DOCUMENT:
[Start]
Sanoid monitoring bash script advice

slowhawkeclipse · October 1, 2024, 1:38am

I’m using sanoid and syncoid to make snapshots and sync them to backup pools. I want to monitor those snapshots and I see that sanoid has built in monitoring functions that work with nagios. I’m using healthchecks.io to monitor most of my homelab. So I wrote this bash script to monitor my pools and snapshots. Any suggestions?

#!/bin/bash

output_snapshots=$(/usr/sbin/sanoid --monitor-snapshots)
output_capacity=$(/usr/sbin/sanoid --monitor-capacity)
output_health=$(/usr/sbin/sanoid --monitor-health)

if [[ $output_snapshots == OK* ]] && [[ $output_capacity == OK* ]] && [[ $output_health == OK* ]]; then
  curl -m 10 --retry 5 https://healthchecks.io/ping/xxxxxxxxxxxxx
else
  echo "One or more checks did not return OK."
  curl -m 10 --retry 5 https://healthchecks.io/ping/xxxxxxxxxxxxx/fail

tmo · October 1, 2024, 12:35pm

If you’d like to make the script more robust I suggest adding some edge case coverage.

check and handle if curl fails. Right now it looks possible for Sanoid to return OK but curl could fail (say, network is down) without a way for healthchecks.io to distinguish between each case
log errors to a local file.

mercenary_sysadmin · October 2, 2024, 1:29pm

Consider capturing the friendly output of each sanoid check, not just the exit code. Then send the friendly output, concatenated from all non-OK checks, to healthchecks.io instead of just “one or more checks did not return OK.”

That way you’ll be able to see what is wrong, rather than that merely something is wrong, when you get your alerts from the healthchecks.io service.

slowhawkeclipse · October 20, 2024, 11:17pm

Thanks for the ideas, I appreciate it!
I implemented both of them (logging and sending output to healthchecks), it’s been quite useful. I’ve run into one issue:

Sometimes sanoid --monitor-snapshots takes a while to return an output. When this happens, the script sets output_snapshots as blank. Then the script interprets this output as something other than OK* and sends healthchecks.io a fail check.

I noticed that if you run sanoid --monitor-snapshots and it takes a while, subsequently running the command returns much quicker. So I added a

/usr/sbin/sanoid --monitor-snapshots
sleep 600

to the beginning of my script. This so far has been working, but seems like a bad way to do it. This also seems like more of an issue with bash or systemd (I’m using a systemd timer and service to run the script). Any suggestions?
[End]
RAW RECORDS:
[Start]
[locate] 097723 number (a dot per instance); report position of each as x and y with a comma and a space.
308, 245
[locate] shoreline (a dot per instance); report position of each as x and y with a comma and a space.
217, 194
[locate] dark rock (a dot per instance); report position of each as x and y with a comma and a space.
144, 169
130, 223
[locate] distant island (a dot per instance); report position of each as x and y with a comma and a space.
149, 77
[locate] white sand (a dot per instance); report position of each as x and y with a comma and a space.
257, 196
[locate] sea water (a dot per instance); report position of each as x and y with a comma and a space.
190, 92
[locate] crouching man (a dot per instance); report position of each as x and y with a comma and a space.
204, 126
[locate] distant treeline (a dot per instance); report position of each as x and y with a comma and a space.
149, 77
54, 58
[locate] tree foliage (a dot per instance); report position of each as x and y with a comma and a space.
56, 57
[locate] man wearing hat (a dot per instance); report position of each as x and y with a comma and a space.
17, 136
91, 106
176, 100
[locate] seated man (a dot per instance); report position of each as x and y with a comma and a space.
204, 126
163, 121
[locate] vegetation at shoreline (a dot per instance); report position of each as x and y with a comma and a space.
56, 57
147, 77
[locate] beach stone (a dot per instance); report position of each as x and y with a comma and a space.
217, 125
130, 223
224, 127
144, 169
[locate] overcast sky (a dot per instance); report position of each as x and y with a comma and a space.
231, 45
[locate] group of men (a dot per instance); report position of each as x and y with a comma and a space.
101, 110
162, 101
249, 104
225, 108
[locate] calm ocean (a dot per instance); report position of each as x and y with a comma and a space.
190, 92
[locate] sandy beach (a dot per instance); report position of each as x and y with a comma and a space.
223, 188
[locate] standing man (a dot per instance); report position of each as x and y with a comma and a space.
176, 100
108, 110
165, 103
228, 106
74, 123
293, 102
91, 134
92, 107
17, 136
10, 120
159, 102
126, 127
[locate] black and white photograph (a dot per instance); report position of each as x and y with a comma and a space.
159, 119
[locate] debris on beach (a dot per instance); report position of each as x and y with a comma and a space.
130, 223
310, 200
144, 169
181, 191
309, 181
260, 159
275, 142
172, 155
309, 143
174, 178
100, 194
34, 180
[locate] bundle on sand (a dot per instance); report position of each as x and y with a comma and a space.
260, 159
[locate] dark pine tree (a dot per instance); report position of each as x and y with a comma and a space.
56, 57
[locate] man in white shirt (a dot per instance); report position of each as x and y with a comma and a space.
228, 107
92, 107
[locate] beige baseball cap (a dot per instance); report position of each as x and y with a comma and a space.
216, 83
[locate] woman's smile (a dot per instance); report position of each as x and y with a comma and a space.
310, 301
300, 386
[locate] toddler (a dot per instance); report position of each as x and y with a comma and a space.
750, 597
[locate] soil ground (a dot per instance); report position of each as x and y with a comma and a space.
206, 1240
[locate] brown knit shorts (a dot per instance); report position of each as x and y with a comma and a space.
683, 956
[End]
DIRECTION A:
Answer these about the Sanoid monitoring thread:
(i) What does slowhawkeclipse use to monitor most of the homelab?
(ii) According to tmo, what could fail even when Sanoid returns OK?
(iii) What does slowhawkeclipse use to run the script?
DIRECTION B: Can you write out the stretch of the Sanoid monitoring thread from "Sanoid monitoring bash" through "snapshots. Any suggestions?", swapping "homelab" for "home server setup"?
DIRECTION C: How would the Sanoid monitoring thread go on from the point where it stops? Write the next part.

ANSWER A:
(i) healthchecks.io
(ii) curl, for example if the network is down
(iii) a systemd timer and service

ANSWER B:
Sanoid monitoring bash script advice

slowhawkeclipse · October 1, 2024, 1:38am

I’m using sanoid and syncoid to make snapshots and sync them to backup pools. I want to monitor those snapshots and I see that sanoid has built in monitoring functions that work with nagios. I’m using healthchecks.io to monitor most of my home server setup. So I wrote this bash script to monitor my pools and snapshots. Any suggestions?

ANSWER C:
mercenary_sysadmin · October 21, 2024, 2:00am

If --monitor-snapshots “takes a while” you should seriously consider decreasing the number of snapshots you’re keeping on hand. The thing that takes so long is literally just asking zfs to list all your snapshots at all, and the reason it completes so much faster the next time around is because Sanoid maintains a cache of the snapshot list, for exactly this reason, but it still needs to invalidate the cache and regenerate everything every now and then or else it might wind up badly mistaken about what really is or is not present on the system.

This is not an issue with total number of snapshots on the pool, typically, it’s an issue with the total number of snapshots per individual dataset.

slowhawkeclipse · October 21, 2024, 12:41pm

How many snapshots is too many? I have ~660 snapshots on my server (split between two pools: 135 on one, 525 on the other), and about 660 snapshots on my backup server (all on one pool).

mercenary_sysadmin · October 21, 2024, 3:15pm

Again, it’s not about the total per pool, it’s about the total per dataset. Where exactly you start getting into trouble is different for different architectures and different workloads, but usually it’s somewhere around the 100+ mark.

Most of my pools have many thousands of total snapshots, but only sixty or seventy per individual dataset: enough for thirty hourly, thirty daily, three monthly, and the occasional oddball snapshot.

slowhawkeclipse · October 21, 2024, 3:33pm

That’s pretty similar to what I have. The dataset with the most snapshots has 76 snapshots. I’m saving 30 hourly, 30 daily, 12 monthly, 2 yearly. This is on a system with a i5-8600T, 2x HDDs and 16GB of ram.

When I say it takes a while, it takes 21 seconds to run sanoid --monitor-snapshots --force-update. So it’s not taking forever, but it seems to be long enough to trip up my script.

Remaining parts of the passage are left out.